**Problem A:**
Answer these from the post on the truncated lognormal distribution:
(i) On what date was it published?
(ii) What distribution does $X$ follow in equation (1)?
(iii) What value does $\hat{Y}$ take when $Y$ is less than $k$?

---------- Source excerpt

Expectation of the Truncated Lognormal Distribution

I derive the expected value of a random variable that is left-truncated and lognormally distributed.

Published

18 August 2024

Consider a random variable $Y$ which is lognormally distributed with parameters $\mu$ and $\sigma$ :

$Y = \exp(X), \qquad X \sim \mathcal{N}(\mu, \sigma^2). \tag{1}$

Now consider the left-truncated variable $\hat{Y}$ , defined as

$\hat{Y} = \begin{cases} Y & \text{if $Y \geq k \gt 0$,} \\ 0 & \text{else.} \end{cases} \tag{2}$

The goal of this post is to derive the expected value of $\hat{Y}$ . Intuitively, we might expect this value to be greater than the expected value of $Y$ , since left-truncation eliminates probability mass in the left tail of the distribution (Figure $1$ ).

--------------------
---------- Entries

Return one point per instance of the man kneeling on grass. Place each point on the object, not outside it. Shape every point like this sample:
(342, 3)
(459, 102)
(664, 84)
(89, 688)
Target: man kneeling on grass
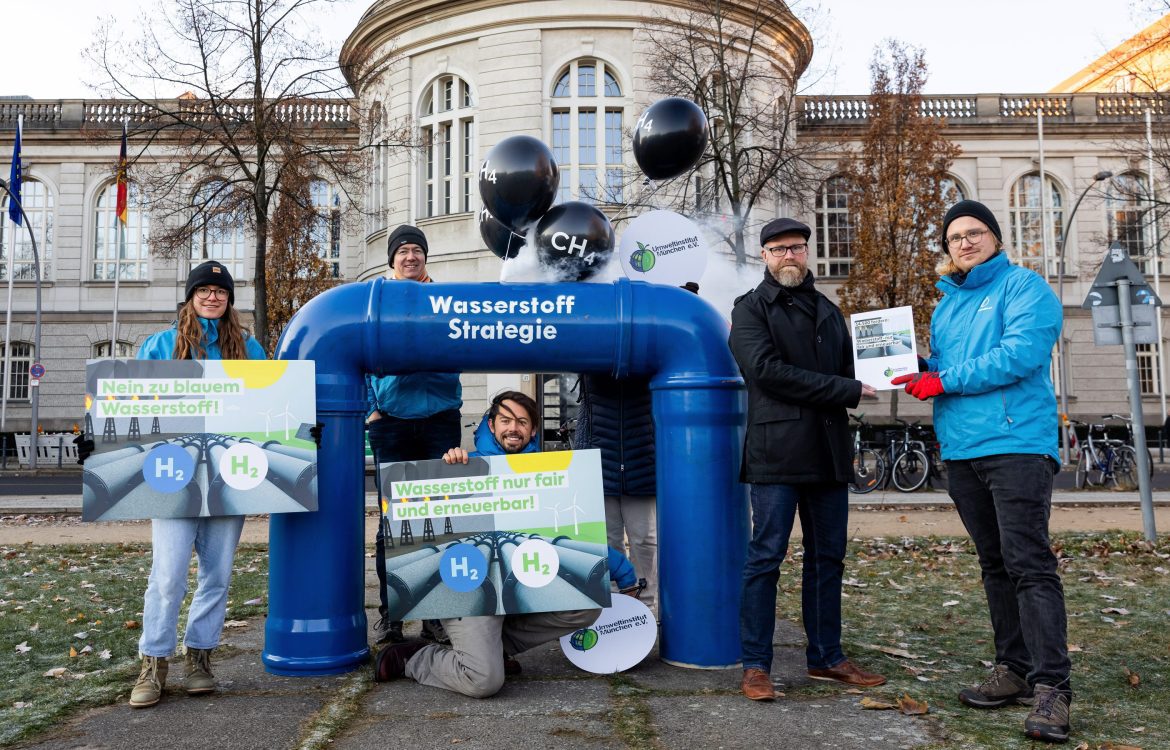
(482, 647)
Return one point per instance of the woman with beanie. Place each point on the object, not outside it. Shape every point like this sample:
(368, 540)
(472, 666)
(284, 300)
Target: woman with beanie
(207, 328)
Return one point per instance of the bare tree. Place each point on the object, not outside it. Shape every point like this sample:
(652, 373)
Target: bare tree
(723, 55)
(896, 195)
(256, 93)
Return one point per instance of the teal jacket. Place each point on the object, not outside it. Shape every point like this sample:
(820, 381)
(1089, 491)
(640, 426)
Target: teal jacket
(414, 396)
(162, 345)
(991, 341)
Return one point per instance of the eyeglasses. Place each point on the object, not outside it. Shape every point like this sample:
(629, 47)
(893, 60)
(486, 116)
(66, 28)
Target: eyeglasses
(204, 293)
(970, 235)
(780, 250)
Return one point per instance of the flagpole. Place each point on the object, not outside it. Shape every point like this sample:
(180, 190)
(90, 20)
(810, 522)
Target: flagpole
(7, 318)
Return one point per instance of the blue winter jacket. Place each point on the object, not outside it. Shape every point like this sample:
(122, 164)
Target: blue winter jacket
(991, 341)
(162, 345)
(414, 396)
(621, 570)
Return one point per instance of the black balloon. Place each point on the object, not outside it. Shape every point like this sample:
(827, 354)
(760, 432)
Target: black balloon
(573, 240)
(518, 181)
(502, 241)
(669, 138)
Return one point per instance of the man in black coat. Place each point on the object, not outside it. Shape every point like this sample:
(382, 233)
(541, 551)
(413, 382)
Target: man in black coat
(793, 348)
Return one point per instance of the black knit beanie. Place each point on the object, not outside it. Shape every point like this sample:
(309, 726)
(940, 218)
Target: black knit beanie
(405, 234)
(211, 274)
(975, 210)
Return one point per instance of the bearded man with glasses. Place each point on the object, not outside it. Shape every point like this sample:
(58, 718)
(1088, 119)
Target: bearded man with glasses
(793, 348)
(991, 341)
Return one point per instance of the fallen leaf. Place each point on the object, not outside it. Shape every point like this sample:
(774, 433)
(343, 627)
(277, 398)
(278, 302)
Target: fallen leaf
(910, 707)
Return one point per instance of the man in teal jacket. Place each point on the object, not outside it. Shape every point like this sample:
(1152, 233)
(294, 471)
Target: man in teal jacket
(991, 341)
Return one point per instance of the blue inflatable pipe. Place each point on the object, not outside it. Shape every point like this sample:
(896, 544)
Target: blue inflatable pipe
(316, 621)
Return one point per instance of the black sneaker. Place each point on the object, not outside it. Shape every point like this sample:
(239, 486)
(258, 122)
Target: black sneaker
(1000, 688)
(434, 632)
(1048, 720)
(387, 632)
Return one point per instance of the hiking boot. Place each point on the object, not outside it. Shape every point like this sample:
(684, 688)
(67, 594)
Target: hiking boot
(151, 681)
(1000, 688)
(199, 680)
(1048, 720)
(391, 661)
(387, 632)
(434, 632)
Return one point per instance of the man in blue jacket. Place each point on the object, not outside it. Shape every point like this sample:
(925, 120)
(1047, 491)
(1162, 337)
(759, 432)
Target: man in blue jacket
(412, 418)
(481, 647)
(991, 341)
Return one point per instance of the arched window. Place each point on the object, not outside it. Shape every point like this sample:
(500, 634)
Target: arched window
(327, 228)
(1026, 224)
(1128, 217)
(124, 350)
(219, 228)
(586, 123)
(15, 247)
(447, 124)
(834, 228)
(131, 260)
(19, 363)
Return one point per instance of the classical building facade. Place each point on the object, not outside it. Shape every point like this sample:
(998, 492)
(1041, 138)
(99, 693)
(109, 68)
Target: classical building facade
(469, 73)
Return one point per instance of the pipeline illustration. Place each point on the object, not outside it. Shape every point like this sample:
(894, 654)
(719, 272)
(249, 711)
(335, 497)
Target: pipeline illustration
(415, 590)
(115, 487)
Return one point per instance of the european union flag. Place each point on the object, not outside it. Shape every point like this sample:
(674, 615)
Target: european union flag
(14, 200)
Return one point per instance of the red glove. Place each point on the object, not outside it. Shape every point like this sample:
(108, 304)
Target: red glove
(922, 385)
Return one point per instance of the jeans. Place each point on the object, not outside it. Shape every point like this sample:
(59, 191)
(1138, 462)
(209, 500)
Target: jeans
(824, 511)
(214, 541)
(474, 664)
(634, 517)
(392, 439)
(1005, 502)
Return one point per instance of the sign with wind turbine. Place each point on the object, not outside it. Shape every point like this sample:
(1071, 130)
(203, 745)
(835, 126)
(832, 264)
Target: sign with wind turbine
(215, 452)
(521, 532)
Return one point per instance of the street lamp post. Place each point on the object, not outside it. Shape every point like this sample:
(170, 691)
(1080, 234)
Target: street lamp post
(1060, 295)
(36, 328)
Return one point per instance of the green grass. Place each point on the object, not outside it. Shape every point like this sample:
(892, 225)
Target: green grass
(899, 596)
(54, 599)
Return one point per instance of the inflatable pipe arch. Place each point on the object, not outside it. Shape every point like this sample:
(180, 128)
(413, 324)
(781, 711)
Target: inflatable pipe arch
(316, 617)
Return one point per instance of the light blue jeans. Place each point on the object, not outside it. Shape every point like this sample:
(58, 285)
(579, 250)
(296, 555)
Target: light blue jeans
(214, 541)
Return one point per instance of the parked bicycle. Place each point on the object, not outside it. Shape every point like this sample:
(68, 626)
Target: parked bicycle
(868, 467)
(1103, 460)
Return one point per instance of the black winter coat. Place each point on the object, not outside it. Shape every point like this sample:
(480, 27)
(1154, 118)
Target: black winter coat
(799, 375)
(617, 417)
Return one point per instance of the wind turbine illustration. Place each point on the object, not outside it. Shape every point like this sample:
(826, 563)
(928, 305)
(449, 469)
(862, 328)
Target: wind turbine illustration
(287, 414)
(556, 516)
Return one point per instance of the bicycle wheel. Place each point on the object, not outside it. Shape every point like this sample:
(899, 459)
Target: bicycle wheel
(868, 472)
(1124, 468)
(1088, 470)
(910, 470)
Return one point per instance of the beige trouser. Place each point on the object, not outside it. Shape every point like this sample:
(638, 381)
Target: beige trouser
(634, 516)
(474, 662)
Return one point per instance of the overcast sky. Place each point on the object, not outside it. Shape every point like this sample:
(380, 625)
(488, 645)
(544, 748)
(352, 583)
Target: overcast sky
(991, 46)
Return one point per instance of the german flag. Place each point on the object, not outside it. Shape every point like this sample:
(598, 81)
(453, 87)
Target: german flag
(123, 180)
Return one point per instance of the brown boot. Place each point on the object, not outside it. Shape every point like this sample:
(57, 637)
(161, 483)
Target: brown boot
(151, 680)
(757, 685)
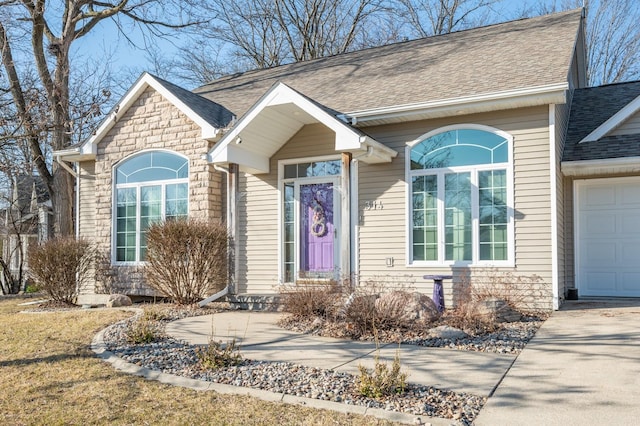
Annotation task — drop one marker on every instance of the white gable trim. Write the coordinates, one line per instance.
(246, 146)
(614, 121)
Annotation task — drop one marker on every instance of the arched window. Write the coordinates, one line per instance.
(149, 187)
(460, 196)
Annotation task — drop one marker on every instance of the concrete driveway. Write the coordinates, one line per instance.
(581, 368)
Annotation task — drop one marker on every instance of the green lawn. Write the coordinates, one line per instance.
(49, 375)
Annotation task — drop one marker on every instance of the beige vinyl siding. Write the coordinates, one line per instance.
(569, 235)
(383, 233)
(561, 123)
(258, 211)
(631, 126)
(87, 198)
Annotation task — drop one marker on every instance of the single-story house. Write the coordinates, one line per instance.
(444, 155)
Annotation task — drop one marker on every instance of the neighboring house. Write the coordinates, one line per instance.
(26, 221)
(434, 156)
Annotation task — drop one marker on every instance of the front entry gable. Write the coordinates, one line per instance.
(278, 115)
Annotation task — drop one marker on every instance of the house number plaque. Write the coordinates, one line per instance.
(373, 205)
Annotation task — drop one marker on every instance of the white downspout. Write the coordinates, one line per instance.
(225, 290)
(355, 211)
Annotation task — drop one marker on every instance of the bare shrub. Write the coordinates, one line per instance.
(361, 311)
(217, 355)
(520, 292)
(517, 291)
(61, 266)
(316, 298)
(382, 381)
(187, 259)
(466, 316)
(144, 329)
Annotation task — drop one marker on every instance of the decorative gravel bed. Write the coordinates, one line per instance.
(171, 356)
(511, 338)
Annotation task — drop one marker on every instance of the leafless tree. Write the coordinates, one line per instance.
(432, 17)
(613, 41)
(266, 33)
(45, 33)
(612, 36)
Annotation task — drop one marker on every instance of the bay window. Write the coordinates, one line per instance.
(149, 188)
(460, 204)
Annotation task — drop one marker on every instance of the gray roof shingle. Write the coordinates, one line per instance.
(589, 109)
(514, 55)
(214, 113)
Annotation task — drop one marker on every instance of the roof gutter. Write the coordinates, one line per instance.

--------------------

**Problem B:**
Count the lines of the records that contain the string "union", and give only that number.

**Expected answer A:**
(i) 18 August 2024
(ii) $\mathcal{N}(\mu, \sigma^2)$, a normal distribution with mean $\mu$ and variance $\sigma^2$
(iii) 0

**Expected answer B:**
2